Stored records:
+++++
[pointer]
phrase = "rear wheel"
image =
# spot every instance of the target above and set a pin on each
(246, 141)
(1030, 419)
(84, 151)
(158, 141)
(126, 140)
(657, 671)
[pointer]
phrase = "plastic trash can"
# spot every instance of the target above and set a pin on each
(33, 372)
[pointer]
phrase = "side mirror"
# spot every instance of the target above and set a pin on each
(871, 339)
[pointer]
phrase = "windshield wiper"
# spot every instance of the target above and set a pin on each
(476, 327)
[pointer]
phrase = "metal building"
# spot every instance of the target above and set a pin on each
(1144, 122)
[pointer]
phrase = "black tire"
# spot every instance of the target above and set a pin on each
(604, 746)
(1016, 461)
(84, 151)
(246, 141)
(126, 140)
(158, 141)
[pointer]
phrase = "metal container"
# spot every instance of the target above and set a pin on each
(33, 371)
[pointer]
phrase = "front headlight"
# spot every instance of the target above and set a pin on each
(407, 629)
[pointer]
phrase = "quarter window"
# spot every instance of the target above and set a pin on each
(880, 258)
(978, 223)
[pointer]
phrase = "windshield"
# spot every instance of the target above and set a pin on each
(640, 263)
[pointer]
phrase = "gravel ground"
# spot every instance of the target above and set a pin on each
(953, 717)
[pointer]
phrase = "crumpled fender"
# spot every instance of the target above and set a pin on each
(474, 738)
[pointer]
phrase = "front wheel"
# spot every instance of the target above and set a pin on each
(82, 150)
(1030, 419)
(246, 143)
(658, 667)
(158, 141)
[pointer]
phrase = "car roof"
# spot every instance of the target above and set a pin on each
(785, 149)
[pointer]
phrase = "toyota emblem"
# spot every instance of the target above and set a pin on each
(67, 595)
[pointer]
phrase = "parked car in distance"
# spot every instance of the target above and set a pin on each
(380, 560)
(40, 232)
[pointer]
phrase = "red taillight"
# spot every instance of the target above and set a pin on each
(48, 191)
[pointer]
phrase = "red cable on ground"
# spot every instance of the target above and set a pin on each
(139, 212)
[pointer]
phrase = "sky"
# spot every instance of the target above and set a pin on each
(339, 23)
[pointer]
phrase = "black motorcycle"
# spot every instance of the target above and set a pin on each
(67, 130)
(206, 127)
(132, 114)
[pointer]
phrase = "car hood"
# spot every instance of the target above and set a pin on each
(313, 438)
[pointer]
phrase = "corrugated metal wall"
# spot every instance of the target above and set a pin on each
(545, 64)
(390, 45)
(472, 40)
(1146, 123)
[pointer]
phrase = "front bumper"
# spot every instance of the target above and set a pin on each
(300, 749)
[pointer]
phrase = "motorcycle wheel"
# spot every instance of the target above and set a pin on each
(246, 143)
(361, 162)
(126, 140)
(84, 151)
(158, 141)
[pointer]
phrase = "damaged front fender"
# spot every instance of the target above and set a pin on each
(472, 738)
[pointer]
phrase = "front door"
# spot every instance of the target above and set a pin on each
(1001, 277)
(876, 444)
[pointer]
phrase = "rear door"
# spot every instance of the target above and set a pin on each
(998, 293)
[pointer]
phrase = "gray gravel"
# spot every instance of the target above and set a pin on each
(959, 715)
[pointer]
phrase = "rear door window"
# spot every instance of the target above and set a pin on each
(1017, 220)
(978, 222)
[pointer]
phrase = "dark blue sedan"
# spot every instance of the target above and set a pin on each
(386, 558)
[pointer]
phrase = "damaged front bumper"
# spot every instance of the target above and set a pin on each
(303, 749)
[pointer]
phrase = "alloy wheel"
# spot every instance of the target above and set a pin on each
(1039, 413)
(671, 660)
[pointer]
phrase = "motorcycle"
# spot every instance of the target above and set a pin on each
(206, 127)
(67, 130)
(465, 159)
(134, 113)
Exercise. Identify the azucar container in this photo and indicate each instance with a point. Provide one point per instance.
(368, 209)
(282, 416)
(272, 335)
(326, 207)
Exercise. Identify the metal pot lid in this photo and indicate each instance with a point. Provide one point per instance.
+++++
- **Exercise aim**:
Nothing should be left out: return all of the records exactly.

- **In response**:
[pointer]
phrase = "rear wheel"
image =
# spot every instance of the target above and set a pin on each
(246, 141)
(1030, 419)
(84, 151)
(158, 141)
(126, 140)
(657, 671)
[pointer]
phrase = "plastic trash can"
# spot every instance of the target above and set a pin on each
(33, 372)
[pointer]
phrase = "side mirror"
# spot every instance of the target above and set a pin on each
(871, 339)
[pointer]
phrase = "windshield wiper"
# spot every instance of the target above and set a pin on each
(476, 327)
[pointer]
phrase = "metal building"
# spot every instance of the target above and set a pin on each
(1144, 122)
[pointer]
phrase = "black tire"
# spot every instance of the target above and set a pin on each
(604, 746)
(1016, 461)
(84, 151)
(246, 141)
(126, 140)
(158, 141)
[pointer]
phrase = "metal container"
# spot every instance of the target above and set a pin on each
(33, 371)
[pointer]
phrase = "front headlight"
# spot every instance of the target above and set a pin on each
(407, 629)
[pointer]
phrase = "quarter window"
# spot every instance of the target above and set a pin on each
(880, 258)
(978, 223)
[pointer]
phrase = "windshield"
# spot every instance of the target above and set a pin on each
(640, 263)
[pointer]
phrase = "gravel ground"
# spot every instance of the target above and set a pin on each
(953, 717)
[pointer]
phrase = "crumpled fender"
# spot every instance of the target above and set a pin on each
(474, 738)
[pointer]
phrase = "front wheel"
# spot every instance of the target above and set a pin on each
(82, 150)
(1030, 419)
(246, 143)
(658, 667)
(158, 141)
[pointer]
phrase = "car roof"
# spot every instance of the target above and set a pin on each
(785, 149)
[pointer]
phrase = "toyota emblem"
# spot every instance of the target above and set a pin on each
(67, 595)
[pointer]
phrase = "parked car in distance"
# spot every instance of the target above and set a pin on each
(380, 560)
(40, 232)
[pointer]
phrase = "red taillight"
# spot every instance of the target above and set a pin on each
(48, 191)
[pointer]
phrase = "red cable on ground"
# spot every instance of the target above and set a pin on each
(139, 212)
[pointer]
phrase = "sky"
# spot every instance of the target above and set a pin on each
(339, 23)
[pointer]
phrase = "black motorcycle"
# spot every instance of the target above and set a pin on each
(67, 130)
(206, 127)
(132, 114)
[pointer]
phrase = "car hood"
# spot every instance of the target above and set a pin on each
(313, 438)
[pointer]
phrase = "corrugated metal wall"
# spot every instance of the target above and set a pin on each
(545, 64)
(390, 45)
(472, 40)
(1146, 123)
[pointer]
phrase = "front bumper"
# spot every instance of the target above and set a pin on each
(300, 749)
[pointer]
phrase = "motorcycle wheel"
# spot every instance of the target above and set a pin on each
(246, 143)
(361, 162)
(126, 140)
(84, 151)
(158, 141)
[pointer]
phrase = "damaged front fender"
# spot every instance of the target above and set a pin on each
(472, 738)
[pointer]
phrase = "front door"
# spot every instance of the target above and set a pin on each
(1001, 277)
(876, 444)
[pointer]
phrase = "rear door"
# spot every instance of the target above and set a pin on each
(998, 293)
[pointer]
phrase = "gray gravel"
# spot every instance of the target above and set a pin on each
(959, 715)
[pointer]
phrase = "rear door window"
# spot every instance of the target above and set a pin on each
(1017, 220)
(978, 222)
[pointer]
phrase = "dark blue sedan"
# spot every instance of the target above and set a pin on each
(386, 558)
[pointer]
phrase = "damaged front bumper"
# spot every instance of the target above and set a pin on each
(303, 749)
[pointer]
phrase = "alloy wheel"
# spot every instance of the target above and set a pin on each
(1039, 413)
(671, 660)
[pointer]
phrase = "motorcycle"
# spot every instance of the target above and set a pin on each
(206, 127)
(67, 130)
(465, 159)
(134, 113)
Exercise. Identify the azucar container in this photo and indicate each instance with a point. Provide one point per instance.
(368, 209)
(282, 416)
(272, 335)
(326, 207)
Exercise. Identify the metal pot lid in this photo and indicate each instance with a point. Provide one point per instance.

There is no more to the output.